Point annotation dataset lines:
══════
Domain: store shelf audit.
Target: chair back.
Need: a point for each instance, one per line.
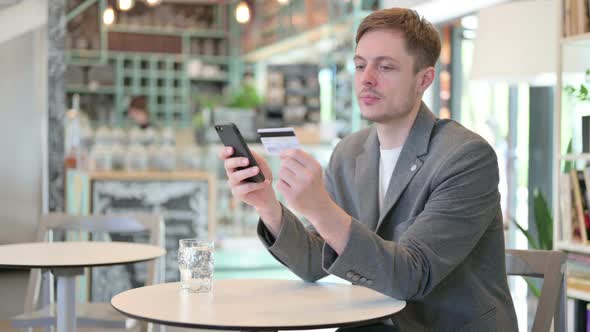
(124, 223)
(549, 265)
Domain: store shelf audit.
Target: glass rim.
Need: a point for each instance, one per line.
(195, 242)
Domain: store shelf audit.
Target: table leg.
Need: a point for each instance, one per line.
(66, 299)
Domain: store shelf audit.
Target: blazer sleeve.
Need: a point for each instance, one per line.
(298, 247)
(464, 200)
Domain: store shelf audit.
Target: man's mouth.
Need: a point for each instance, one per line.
(369, 99)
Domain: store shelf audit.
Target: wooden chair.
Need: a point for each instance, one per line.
(549, 265)
(39, 307)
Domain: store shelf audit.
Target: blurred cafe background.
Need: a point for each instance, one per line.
(107, 106)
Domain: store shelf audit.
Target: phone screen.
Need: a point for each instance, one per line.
(230, 136)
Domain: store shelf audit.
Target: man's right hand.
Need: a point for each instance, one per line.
(259, 195)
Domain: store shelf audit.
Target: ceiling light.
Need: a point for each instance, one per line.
(108, 16)
(242, 13)
(125, 5)
(153, 2)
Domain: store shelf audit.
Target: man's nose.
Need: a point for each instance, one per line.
(369, 77)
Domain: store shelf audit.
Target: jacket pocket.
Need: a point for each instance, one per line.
(485, 323)
(401, 228)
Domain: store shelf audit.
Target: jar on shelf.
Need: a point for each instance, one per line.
(189, 159)
(100, 158)
(167, 158)
(136, 158)
(118, 157)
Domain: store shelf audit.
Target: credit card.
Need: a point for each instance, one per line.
(275, 140)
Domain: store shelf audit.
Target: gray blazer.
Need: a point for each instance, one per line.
(438, 241)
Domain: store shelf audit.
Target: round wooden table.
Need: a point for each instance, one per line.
(67, 260)
(258, 304)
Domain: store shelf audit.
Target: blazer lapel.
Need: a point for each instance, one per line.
(367, 181)
(408, 163)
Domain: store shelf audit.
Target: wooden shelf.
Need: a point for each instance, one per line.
(573, 247)
(85, 89)
(577, 40)
(575, 157)
(206, 33)
(150, 175)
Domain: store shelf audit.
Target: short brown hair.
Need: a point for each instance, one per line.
(422, 39)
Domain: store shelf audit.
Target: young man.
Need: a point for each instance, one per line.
(408, 207)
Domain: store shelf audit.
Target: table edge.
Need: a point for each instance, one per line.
(254, 328)
(28, 267)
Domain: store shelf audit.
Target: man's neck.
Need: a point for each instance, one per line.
(394, 133)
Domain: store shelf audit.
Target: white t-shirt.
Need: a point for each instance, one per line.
(387, 162)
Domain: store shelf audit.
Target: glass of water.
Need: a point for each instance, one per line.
(195, 262)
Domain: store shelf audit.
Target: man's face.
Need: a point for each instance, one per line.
(385, 82)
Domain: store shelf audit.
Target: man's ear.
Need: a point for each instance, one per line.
(425, 78)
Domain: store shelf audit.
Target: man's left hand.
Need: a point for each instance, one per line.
(301, 183)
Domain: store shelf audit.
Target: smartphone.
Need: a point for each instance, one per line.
(230, 136)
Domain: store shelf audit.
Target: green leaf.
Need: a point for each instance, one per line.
(532, 286)
(532, 242)
(543, 220)
(568, 165)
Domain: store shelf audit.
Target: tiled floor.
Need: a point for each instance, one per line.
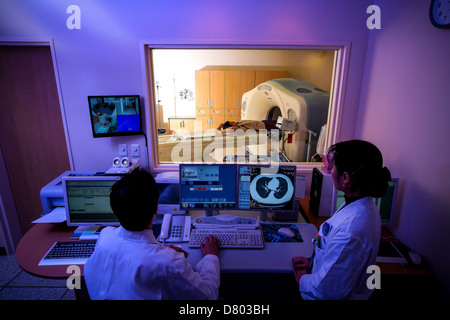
(16, 284)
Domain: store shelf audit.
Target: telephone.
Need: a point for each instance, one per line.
(175, 228)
══════
→ **TASK TO COMPLETE**:
Pull out each line above that contains the word "chair", where case matters.

→ **OUTPUT FOR THIS EXERCISE**:
Target: chair back.
Target: wooden chair.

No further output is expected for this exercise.